Source extract>
All Eyes on Me: The Emergence of a Russian Surveillance State

Before analyzing the activities and assessing the ethics of any intelligence organization, it is first necessary to remember that intelligence organizations are secretive by nature and it’s impossible to assess their methods in full given most countries’ secrecy laws.

This is especially the case with Russia’s Federal Security Service (FSB). Much like its predecessor, the KGB, its activities continue to be troublesome for diplomats, journalists, and citizens alike. The Russian government uses propaganda, deception, and manipulation to a much higher degree and with great effectiveness. The Russian surveillance state, largely powered by the FSB and driven by the threat of terrorism, is resurgent and becoming ever more intrusive.

Provided material>

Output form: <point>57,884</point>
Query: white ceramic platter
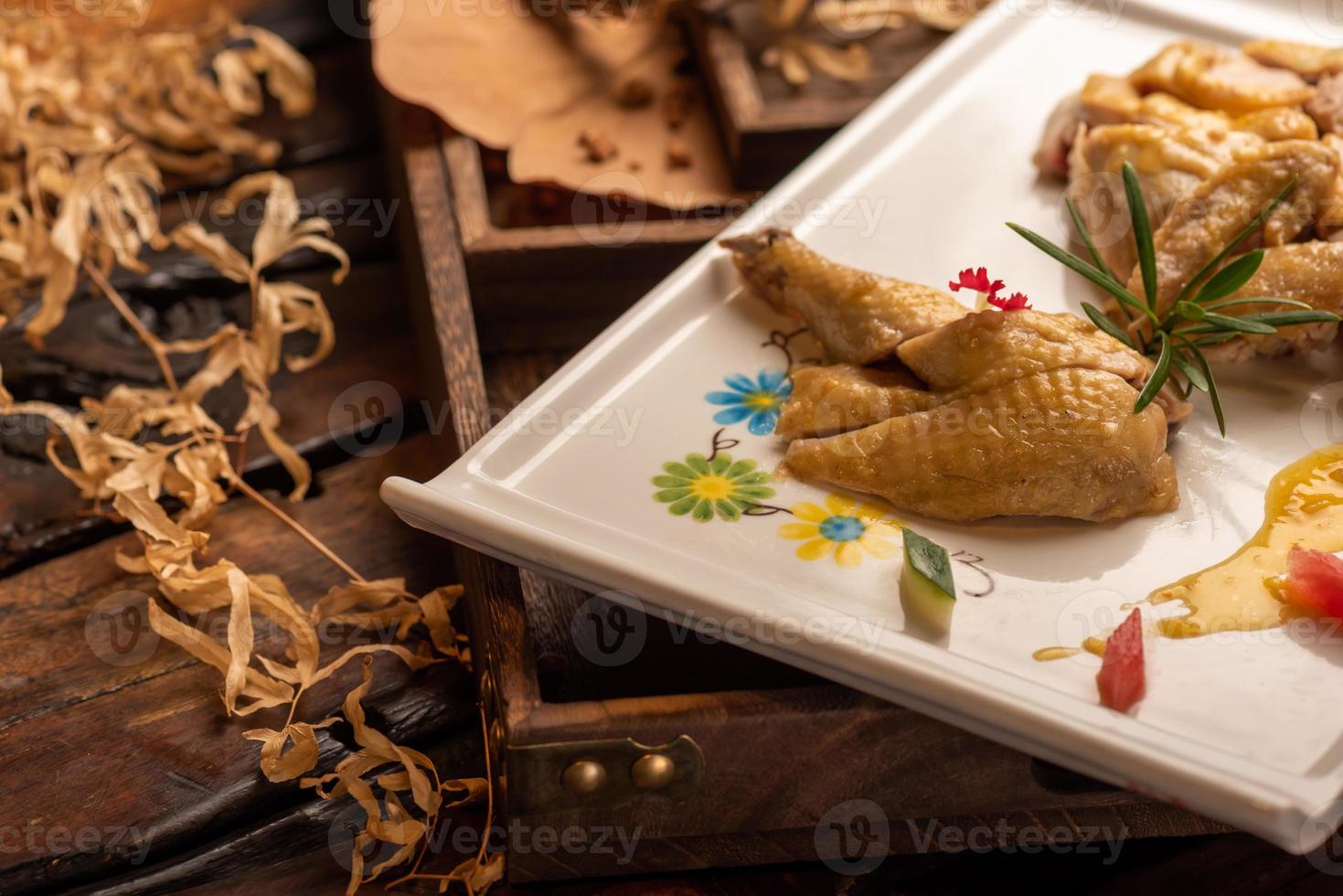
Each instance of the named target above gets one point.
<point>1246,729</point>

Complete the following>
**A.** Answer these about the Russian surveillance piece:
(i) What organization does it name as the FSB's predecessor?
(ii) What threat does it say drives the Russian surveillance state?
(iii) Besides their secretive nature, what does it say makes it impossible to fully assess intelligence organizations' methods?
**B.** Resume the Russian surveillance piece from its last sentence, adding one more paragraph in the same tone.
The material plays no part in anything asked here.

Task responses>
**A.**
(i) The KGB.
(ii) The threat of terrorism.
(iii) Most countries' secrecy laws.

**B.**
One example of Russia’s use of deception and propaganda, according to David Frum on The Atlantic website on April 18, 2014, even went so far as to include the notorious former NSA contractor Edward Snowden in a propaganda stunt (Q & A forum) with Russian President Vladimir Putin. During the session, which was televised on Russian television, Edward Snowden challenged Putin on government surveillance in Russia. To this, Putin simply stated: “We don’t have a mass system for such interception and according to our law it cannot exist.” This is typical of the deception that the government uses and this statement was widely regarded by experts and watch-dog agencies as false.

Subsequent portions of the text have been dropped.